▶ [本文]:
##############################
昆虫(蟻)- スキンを割り当て

  • 自動バインド
  • ウエイトペイント
  • スキンウィンドウでスコープを指定して、自動バインドを絞り込み
  • スキンウィンドウでの数値指定

前回はボーンとスキンの関係性を説明し、蟻にボーンを与えていきました。

今回は、蟻を構成する2つのポリゴンメッシュ「蟻」「脚と触角」に対してスキンを割り当てていきます。
前回説明したスキンの「自動バインド」「ウエイトペイント」「スキンウィンドウの表」の3つの割り当て手段を試すことになります。

スキンの自動バインド

ブラウザで「蟻」のポリゴンメッシュを選択します。
形状編集モード+頂点選択モードに移行し、すべての頂点を選択しました。

メインメニューの「表示」-「スキン」を選択し、スキンウィンドウを表示します。
「頂点ブレンド」ボタンを選択すると、指定のポリゴンメッシュにスキンが適用されました。
この段階ではまだ頂点に対してスキンの割り当ては行われていません。

スキンウィンドウの左上の「バインド」ボタンを押すと、自動的に選択頂点に対して近くのボーン(ジョイント)がウエイト付きでバインドされます。

この操作は「ボーンのモーション要素としての回転とオフセットが0の状態」で行うようにしてください。
ボーンをブラウザで選択し、形状情報ウィンドウの「ボーンジョイント属性」でモーション要素を確認できます。

ここが0ではない状態で、スキンを割り当てる形状に対してバインドを行おうとすると、
「バインド対象にリセットされていないジョイントが含まれています」というメッセージが表示されます。

そのまま続行した場合はすべてのジョイントのモーション要素はいったんリセットされ、それに対してスキンが自動バインドされます。

スキンのバインドを確認

ボーンとスキンの自動バインドができたので、ボーンによるポリゴンメッシュの変形を確認していきます。
メインメニューの「表示」-「モーション」を選択し、モーションウィンドウを表示します。
モーションウィンドウ左上の「シーケンス」チェックボックスをオンにします。
##############################
▶ [渡されたリスト]:
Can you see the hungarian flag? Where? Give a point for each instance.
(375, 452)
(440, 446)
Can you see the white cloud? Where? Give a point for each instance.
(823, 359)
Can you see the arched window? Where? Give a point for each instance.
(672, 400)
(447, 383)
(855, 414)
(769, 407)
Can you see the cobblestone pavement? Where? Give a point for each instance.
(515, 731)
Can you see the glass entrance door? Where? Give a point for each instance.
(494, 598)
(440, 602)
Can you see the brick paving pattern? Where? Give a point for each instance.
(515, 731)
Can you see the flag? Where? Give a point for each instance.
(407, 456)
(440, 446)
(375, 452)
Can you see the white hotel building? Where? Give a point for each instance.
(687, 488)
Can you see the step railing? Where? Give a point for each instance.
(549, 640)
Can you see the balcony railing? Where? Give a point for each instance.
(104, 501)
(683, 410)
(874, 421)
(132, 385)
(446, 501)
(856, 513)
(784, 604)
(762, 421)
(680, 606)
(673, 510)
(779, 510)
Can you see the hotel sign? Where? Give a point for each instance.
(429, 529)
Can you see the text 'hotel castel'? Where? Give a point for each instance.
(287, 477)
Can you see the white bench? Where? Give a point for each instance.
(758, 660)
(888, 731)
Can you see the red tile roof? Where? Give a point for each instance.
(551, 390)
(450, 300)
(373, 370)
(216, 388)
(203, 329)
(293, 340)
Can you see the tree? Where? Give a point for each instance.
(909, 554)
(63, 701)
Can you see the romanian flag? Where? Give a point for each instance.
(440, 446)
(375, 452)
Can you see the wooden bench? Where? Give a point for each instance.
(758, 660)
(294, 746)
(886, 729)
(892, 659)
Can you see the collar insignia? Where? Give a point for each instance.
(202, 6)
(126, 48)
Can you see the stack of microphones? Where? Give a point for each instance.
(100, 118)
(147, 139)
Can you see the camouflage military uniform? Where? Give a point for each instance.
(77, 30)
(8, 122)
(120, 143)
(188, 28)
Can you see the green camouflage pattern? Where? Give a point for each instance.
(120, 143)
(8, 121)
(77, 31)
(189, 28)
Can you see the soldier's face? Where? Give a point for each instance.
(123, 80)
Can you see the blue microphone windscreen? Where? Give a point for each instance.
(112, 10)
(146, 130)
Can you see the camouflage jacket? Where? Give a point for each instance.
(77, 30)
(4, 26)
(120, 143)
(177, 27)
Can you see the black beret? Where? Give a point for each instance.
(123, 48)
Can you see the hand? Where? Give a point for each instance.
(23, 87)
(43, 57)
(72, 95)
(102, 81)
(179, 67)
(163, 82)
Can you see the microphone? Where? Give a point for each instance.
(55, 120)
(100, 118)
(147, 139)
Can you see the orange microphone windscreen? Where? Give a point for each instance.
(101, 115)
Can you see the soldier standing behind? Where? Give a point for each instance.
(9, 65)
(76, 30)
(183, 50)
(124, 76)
##############################
▶ [指示 1]:
本文の「ボーンをブラウザで選択し、形」から「キンが自動バインドされます。」までを、一字一句変えずに引用してください。
▶ [指示 2]:
リストの「Can you see the camouflage jacket?」がある行からリストの最後の行までを、「black beret」を「black cap」に置き換え、それ以外は変えずにもう一度書いてください。
リストは本文とは関係ありません。

▶ [正しい答え 1]:
ボーンをブラウザで選択し、形状情報ウィンドウの「ボーンジョイント属性」でモーション要素を確認できます。

ここが0ではない状態で、スキンを割り当てる形状に対してバインドを行おうとすると、
「バインド対象にリセットされていないジョイントが含まれています」というメッセージが表示されます。

そのまま続行した場合はすべてのジョイントのモーション要素はいったんリセットされ、それに対してスキンが自動バインドされます。

▶ [正しい答え 2]:
Can you see the camouflage jacket? Where? Give a point for each instance.
(77, 30)
(4, 26)
(120, 143)
(177, 27)
Can you see the black cap? Where? Give a point for each instance.
(123, 48)
Can you see the hand? Where? Give a point for each instance.
(23, 87)
(43, 57)
(72, 95)
(102, 81)
(179, 67)
(163, 82)
Can you see the microphone? Where? Give a point for each instance.
(55, 120)
(100, 118)
(147, 139)
Can you see the orange microphone windscreen? Where? Give a point for each instance.
(101, 115)
Can you see the soldier standing behind? Where? Give a point for each instance.
(9, 65)
(76, 30)
(183, 50)
(124, 76)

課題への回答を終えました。